Provided records:
----------------------------------------
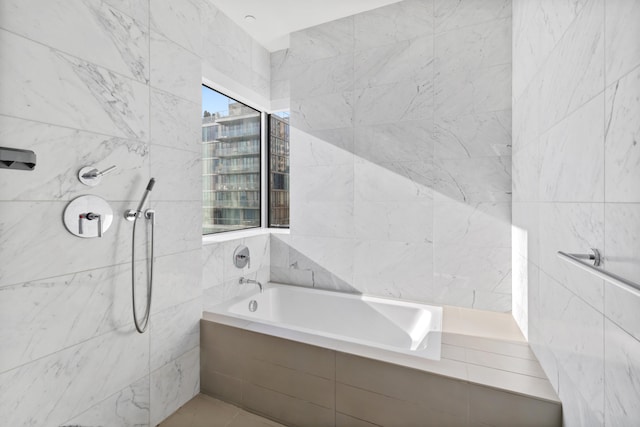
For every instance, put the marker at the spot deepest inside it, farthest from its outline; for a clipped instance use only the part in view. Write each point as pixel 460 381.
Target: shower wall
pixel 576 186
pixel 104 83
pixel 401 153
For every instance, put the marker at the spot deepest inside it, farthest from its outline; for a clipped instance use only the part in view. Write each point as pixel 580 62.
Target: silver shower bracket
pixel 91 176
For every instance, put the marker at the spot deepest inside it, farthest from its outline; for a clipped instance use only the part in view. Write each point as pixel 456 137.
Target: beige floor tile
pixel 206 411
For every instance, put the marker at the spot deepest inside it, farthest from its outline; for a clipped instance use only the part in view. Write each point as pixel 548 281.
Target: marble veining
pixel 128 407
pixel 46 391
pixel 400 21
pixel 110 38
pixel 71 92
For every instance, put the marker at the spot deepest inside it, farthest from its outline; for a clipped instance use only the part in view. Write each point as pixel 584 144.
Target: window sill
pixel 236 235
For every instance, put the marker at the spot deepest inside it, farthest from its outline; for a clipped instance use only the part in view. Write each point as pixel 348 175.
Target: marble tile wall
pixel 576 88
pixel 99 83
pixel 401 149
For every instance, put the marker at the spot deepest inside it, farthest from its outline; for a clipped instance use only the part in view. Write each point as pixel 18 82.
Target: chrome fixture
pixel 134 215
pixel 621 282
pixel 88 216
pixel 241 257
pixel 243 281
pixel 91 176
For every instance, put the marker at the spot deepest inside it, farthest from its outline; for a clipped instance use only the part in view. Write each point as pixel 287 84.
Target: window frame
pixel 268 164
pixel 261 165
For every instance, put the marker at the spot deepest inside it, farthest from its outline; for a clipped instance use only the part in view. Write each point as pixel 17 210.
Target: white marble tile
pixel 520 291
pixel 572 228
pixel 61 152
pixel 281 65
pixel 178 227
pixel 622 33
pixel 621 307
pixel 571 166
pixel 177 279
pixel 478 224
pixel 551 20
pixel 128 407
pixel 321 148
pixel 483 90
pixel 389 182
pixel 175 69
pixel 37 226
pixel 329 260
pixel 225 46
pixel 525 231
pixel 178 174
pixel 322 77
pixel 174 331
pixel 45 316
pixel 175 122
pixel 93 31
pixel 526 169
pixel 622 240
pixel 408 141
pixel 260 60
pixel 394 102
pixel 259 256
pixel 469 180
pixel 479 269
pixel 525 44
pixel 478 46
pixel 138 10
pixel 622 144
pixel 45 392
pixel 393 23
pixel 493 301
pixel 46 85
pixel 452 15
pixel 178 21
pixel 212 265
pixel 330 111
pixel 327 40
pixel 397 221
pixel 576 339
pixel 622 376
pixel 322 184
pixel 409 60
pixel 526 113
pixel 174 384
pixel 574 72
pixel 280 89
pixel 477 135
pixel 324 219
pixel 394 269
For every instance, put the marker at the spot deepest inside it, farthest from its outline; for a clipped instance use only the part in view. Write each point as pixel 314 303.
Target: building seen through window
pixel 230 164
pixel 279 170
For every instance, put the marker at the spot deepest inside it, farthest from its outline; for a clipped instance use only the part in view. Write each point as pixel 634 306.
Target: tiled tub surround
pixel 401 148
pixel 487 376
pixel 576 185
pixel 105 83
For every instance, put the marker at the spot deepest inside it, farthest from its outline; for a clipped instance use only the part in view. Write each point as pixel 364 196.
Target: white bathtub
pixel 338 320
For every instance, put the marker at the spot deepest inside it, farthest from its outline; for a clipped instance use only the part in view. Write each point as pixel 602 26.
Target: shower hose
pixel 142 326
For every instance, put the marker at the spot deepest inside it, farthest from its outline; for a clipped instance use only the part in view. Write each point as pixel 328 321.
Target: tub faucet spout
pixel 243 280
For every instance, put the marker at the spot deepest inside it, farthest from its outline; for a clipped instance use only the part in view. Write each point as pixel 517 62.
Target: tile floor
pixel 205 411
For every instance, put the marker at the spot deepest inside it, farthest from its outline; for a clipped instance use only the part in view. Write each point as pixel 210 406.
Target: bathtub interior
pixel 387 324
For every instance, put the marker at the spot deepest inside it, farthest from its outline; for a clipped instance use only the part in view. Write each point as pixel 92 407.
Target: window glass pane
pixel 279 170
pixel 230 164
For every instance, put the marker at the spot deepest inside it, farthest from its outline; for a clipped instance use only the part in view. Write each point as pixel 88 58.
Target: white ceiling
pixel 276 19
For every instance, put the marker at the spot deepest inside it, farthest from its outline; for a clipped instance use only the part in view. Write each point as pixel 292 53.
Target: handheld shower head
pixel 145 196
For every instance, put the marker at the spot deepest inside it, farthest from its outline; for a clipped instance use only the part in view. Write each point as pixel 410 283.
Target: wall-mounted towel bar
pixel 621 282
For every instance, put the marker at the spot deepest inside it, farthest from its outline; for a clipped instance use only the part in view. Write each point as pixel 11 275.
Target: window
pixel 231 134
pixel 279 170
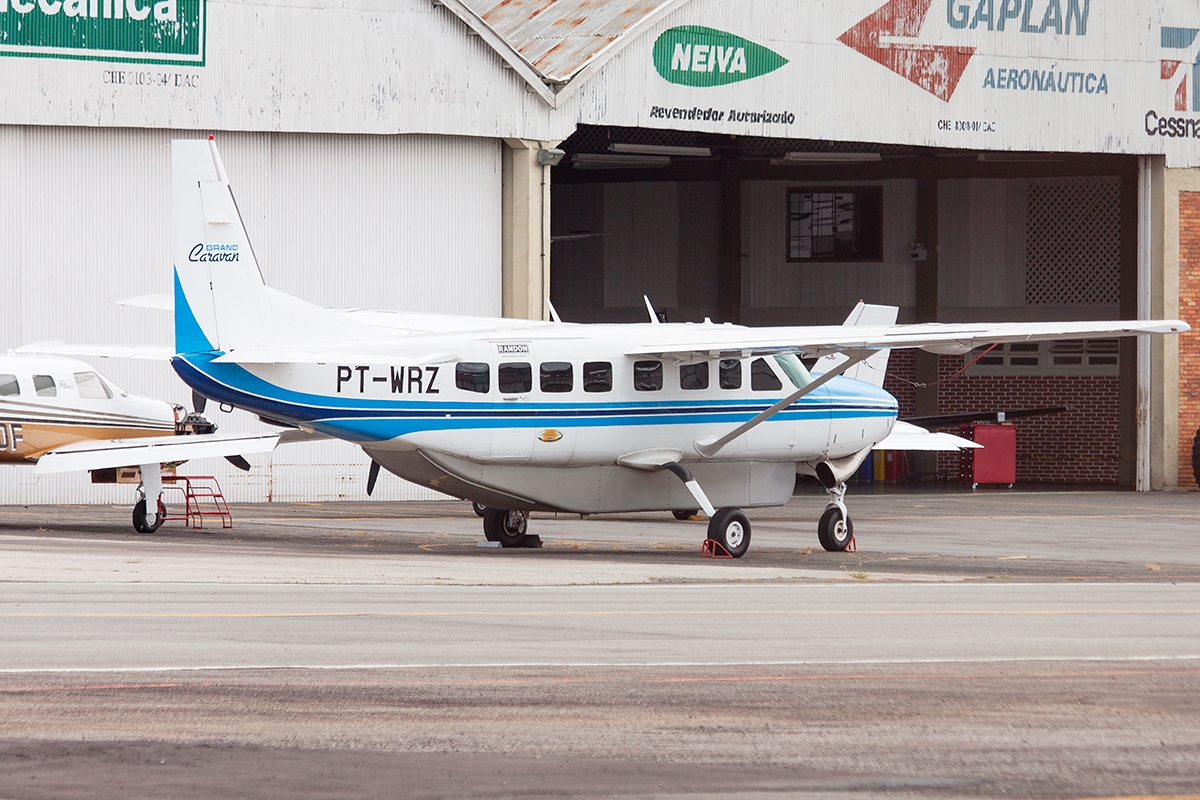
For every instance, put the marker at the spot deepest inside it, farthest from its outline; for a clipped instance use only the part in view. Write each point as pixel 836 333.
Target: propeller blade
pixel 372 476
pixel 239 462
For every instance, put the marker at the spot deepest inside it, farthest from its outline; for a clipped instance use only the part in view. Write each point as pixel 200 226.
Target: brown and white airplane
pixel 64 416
----------------------------------------
Objective: Please recast the entries from the line containing "pixel 580 62." through the line containing "pixel 236 235", both included, as a Markdown table with the columns Row and Line, leaving out any blank lines.

Worked answer:
| Row | Line |
|---|---|
| 1 | For every instance, put the marker at the spot deepest inside it, farthest from its outline; for a clipped instance use only the part in view. Write each point as pixel 580 62. |
| 2 | Target: silver shower bracket |
| 3 | pixel 91 176 |
| 4 | For every instance, put the marker at the spot deepest inside it, farthest from its outline; for a clipped instance use only the part in view. Write each point as pixel 456 137. |
| 5 | Target: beige floor tile |
| 6 | pixel 206 411 |
| 7 | For every instance, put the marker at the spot deepest inside it, farthest from its outline; for a clipped instance use only the part in view. Write each point as pixel 548 281. |
| 8 | Target: marble veining |
| 9 | pixel 128 407 |
| 10 | pixel 46 391 |
| 11 | pixel 400 21 |
| 12 | pixel 110 38 |
| 13 | pixel 71 92 |
| 14 | For every instance, put the marker at the spot deepest inside it, farthest from its outline; for a clipped instance use only the part in view. Write each point as pixel 584 144. |
| 15 | Target: window sill |
| 16 | pixel 236 235 |